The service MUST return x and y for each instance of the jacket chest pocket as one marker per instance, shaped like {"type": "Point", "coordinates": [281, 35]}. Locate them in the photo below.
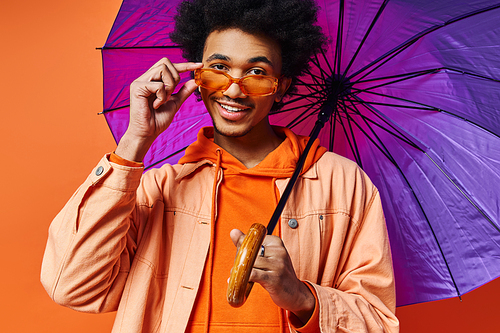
{"type": "Point", "coordinates": [302, 238]}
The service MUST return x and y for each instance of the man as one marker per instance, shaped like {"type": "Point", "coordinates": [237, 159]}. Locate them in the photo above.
{"type": "Point", "coordinates": [155, 247]}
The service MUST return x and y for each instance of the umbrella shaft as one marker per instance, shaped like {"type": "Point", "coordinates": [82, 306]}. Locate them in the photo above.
{"type": "Point", "coordinates": [325, 113]}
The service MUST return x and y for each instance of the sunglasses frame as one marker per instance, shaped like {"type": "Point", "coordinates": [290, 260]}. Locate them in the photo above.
{"type": "Point", "coordinates": [238, 81]}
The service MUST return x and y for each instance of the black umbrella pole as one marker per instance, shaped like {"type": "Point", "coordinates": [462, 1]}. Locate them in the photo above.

__________

▶ [Required action] Apart from the pictures, every record must be set down exactly.

▶ [Answer space]
The service MUST return x and y for each instance of the jacket chest pocket as one marker per instance, shaped like {"type": "Point", "coordinates": [281, 35]}. Locate them in the photo below.
{"type": "Point", "coordinates": [302, 238]}
The service MUST return x and y for each instance of the man as one marker per instance, shaped like {"type": "Point", "coordinates": [237, 159]}. Locate them in the photo above.
{"type": "Point", "coordinates": [155, 247]}
The service MUST return x and y for each instance of the umbrella shaft as one marker per instance, shaped like {"type": "Point", "coordinates": [82, 306]}. Locate them in the photo above.
{"type": "Point", "coordinates": [325, 113]}
The service MUST return x and y for each instance of the sunglasses frame as one marker per instance, shaped like {"type": "Point", "coordinates": [290, 260]}. Locate them in the photo above.
{"type": "Point", "coordinates": [238, 81]}
The service MUST return x and y for each instance of the black umbrella pole as one marker per instance, shaped like {"type": "Point", "coordinates": [462, 1]}. Locate them in the photo above.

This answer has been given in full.